● **SHORT EXERCISE**
Summarize the passage on executing an ELF program in two sentences.

━━━ PASSAGE

GLIBC_LIB_DIR="/usr/lib/x86_64-linux-gnu"
GCC_LIB_DIR="/usr/lib/gcc/x86_64-linux-gnu/10"
STARTFILES="$GLIBC_LIB_DIR/crt1.o $GLIBC_LIB_DIR/crti.o"
ENDFILES="$GLIBC_LIB_DIR/crtn.o"
ld -o test.elf -dynamic-linker /lib64/ld-linux-x86-64.so.2 $STARTFILES test.o $GLIBC_LIB_DIR/libc.so $ENDFILES
The final executable is also a ELF file.
ELF
Executable and Linkable Format (ELF) is a common standard file format used in UNIX system for executable files, object code, shared libraries, and core dumps.
Execution
At first, it seems when a program is executed, it starts with the
int main(int argc, char *argv[])
, however it is not quite true.
Load Executable with Interpreter
Firstly, when we try to run a program, it trigger an
execve
system call
to the kernel. The kernel
allocates the structure linux_binprm
for a new
process,
open the executable file from disk,
find the corresponding interpreter for the executable, in case of our C program executable in ELF format is then
executed
with
ELF loader.
Load Dynamic Linker
The ELF loader
read program headers table of executable which contains a field
INTERP
. For dynamically linked program INTERP
is the path
to dynamic linker. We can use
readelf --program-headers test.elf
to see the program
headers table and use readelf -x .interp test.elf
to
see the value of INTERP
, its value is
/lib64/ld-linux-x86-64.so.2
in my machine. The kernel
opens
and
reads the dynamic linker executable in ELF format.

━━━━━━
━━━ RECORD EXCERPTS

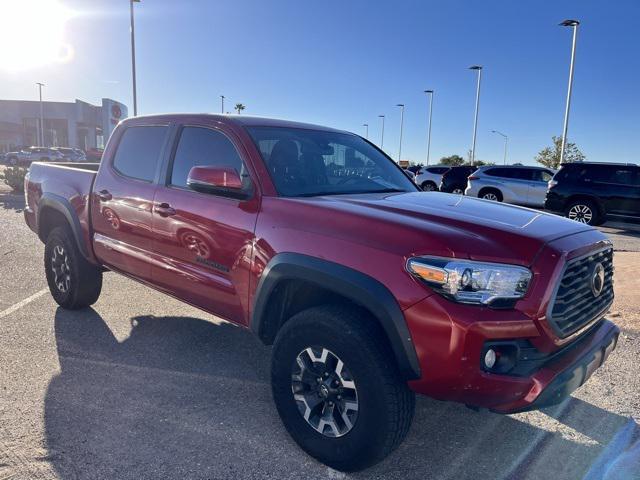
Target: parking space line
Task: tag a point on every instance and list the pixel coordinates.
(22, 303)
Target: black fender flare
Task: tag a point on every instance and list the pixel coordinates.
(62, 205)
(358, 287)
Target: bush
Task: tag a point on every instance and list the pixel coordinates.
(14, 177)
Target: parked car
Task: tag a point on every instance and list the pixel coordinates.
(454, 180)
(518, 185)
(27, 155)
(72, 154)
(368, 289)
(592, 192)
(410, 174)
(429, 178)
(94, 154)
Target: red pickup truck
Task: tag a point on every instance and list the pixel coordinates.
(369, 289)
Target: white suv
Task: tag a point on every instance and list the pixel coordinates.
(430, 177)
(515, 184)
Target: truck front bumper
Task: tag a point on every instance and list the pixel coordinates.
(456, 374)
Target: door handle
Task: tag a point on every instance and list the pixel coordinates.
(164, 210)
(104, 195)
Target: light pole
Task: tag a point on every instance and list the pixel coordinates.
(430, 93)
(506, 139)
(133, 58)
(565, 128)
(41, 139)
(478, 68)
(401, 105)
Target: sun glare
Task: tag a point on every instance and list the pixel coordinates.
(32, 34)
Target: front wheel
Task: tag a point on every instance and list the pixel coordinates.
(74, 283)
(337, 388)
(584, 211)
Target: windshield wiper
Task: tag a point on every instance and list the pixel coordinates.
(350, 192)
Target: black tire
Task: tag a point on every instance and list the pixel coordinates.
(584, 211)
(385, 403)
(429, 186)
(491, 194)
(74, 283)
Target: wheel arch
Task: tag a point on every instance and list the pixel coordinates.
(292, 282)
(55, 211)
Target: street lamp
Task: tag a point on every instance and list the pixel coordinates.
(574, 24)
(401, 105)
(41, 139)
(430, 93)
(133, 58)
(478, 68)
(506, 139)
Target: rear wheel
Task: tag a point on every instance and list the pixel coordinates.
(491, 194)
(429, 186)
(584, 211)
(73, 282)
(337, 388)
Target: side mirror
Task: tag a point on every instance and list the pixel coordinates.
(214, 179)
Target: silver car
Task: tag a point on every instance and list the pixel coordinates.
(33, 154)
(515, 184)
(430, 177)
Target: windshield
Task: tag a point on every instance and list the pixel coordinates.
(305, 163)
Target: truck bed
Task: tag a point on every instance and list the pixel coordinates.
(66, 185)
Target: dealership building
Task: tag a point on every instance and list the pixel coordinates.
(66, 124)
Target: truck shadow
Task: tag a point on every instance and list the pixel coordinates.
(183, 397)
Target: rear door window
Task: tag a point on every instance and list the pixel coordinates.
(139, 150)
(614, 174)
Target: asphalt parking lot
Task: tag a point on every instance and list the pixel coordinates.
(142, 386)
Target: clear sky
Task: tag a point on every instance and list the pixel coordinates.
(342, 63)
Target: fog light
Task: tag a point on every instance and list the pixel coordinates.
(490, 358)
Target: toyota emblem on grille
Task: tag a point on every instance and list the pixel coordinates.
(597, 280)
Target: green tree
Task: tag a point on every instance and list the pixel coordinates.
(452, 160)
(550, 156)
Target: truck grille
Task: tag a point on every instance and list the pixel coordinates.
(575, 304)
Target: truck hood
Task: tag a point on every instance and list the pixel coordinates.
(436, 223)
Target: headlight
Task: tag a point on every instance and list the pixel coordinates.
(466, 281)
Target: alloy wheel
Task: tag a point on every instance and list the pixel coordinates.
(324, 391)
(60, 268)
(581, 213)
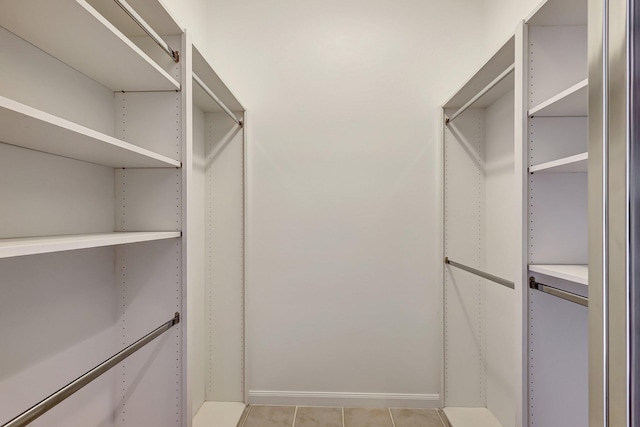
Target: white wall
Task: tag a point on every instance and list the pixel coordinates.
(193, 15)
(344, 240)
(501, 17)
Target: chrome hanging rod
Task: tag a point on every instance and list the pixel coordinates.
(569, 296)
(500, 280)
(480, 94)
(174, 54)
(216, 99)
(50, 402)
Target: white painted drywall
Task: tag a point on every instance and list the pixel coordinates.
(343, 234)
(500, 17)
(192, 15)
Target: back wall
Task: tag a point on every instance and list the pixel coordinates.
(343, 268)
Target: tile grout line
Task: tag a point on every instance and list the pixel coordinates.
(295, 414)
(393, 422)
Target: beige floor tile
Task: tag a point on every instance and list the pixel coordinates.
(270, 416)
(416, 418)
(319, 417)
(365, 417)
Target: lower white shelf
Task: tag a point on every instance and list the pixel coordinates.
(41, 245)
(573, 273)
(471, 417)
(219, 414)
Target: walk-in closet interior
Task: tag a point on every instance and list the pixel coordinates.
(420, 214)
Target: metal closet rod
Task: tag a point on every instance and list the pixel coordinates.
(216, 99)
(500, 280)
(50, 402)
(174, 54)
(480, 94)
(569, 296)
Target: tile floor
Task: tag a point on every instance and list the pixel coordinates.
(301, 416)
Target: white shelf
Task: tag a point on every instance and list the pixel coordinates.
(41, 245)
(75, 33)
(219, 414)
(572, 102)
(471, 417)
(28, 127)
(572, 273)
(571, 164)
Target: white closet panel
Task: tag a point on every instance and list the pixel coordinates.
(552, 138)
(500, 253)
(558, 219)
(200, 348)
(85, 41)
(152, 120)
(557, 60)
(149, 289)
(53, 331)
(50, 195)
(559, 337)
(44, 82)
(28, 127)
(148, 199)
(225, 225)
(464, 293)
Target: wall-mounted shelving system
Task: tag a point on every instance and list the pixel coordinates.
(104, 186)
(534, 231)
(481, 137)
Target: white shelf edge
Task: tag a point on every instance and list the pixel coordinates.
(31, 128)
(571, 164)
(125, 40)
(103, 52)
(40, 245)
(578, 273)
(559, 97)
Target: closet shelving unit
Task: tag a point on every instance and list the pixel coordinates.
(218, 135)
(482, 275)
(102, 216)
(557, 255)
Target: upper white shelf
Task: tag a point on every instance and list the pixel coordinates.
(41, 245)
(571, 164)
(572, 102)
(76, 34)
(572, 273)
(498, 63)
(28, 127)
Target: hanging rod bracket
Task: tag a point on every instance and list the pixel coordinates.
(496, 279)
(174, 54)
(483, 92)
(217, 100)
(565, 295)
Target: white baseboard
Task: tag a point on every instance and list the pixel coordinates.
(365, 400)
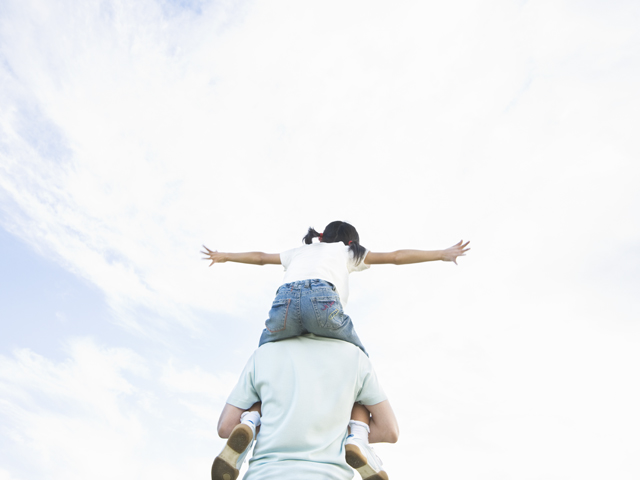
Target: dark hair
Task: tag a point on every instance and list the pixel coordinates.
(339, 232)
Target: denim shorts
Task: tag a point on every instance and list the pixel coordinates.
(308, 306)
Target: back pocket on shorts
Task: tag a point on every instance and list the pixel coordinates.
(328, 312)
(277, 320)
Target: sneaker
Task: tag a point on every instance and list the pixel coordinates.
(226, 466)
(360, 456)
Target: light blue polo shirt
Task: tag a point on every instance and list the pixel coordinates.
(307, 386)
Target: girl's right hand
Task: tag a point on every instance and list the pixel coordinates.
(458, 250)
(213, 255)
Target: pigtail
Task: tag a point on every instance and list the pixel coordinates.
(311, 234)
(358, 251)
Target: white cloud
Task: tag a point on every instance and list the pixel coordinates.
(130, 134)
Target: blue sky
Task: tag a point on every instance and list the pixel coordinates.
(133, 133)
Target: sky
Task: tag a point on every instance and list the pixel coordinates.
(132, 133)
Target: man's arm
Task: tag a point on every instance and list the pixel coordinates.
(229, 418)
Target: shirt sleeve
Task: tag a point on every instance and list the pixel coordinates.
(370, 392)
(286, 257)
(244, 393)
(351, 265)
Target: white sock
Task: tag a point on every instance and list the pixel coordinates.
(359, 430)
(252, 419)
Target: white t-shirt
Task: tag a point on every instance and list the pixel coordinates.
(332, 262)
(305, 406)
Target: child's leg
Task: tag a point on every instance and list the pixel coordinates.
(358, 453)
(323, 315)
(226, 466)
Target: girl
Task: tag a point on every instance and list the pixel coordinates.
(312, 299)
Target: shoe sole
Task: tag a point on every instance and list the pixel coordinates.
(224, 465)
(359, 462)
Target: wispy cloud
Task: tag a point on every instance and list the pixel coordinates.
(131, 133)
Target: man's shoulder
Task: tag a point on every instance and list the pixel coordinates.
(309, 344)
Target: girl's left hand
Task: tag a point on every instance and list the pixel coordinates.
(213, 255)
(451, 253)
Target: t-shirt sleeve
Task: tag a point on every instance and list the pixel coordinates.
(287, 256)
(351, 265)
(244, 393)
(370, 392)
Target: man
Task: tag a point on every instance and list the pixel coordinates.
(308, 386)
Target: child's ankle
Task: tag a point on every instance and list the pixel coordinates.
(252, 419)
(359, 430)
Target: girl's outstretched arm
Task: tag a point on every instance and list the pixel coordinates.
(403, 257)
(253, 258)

━━━━━━

● **ANSWER TO THIS PROBLEM**
The passage links an object file into an ELF executable with ld and defines ELF as a common UNIX format for executable files, object code, shared libraries, and core dumps. It then explains that execution does not really begin at main: an execve system call leads the kernel to allocate a linux_binprm structure, open the executable, and run it with the ELF loader, which reads the INTERP field in the program headers to find the dynamic linker that the kernel then opens and reads.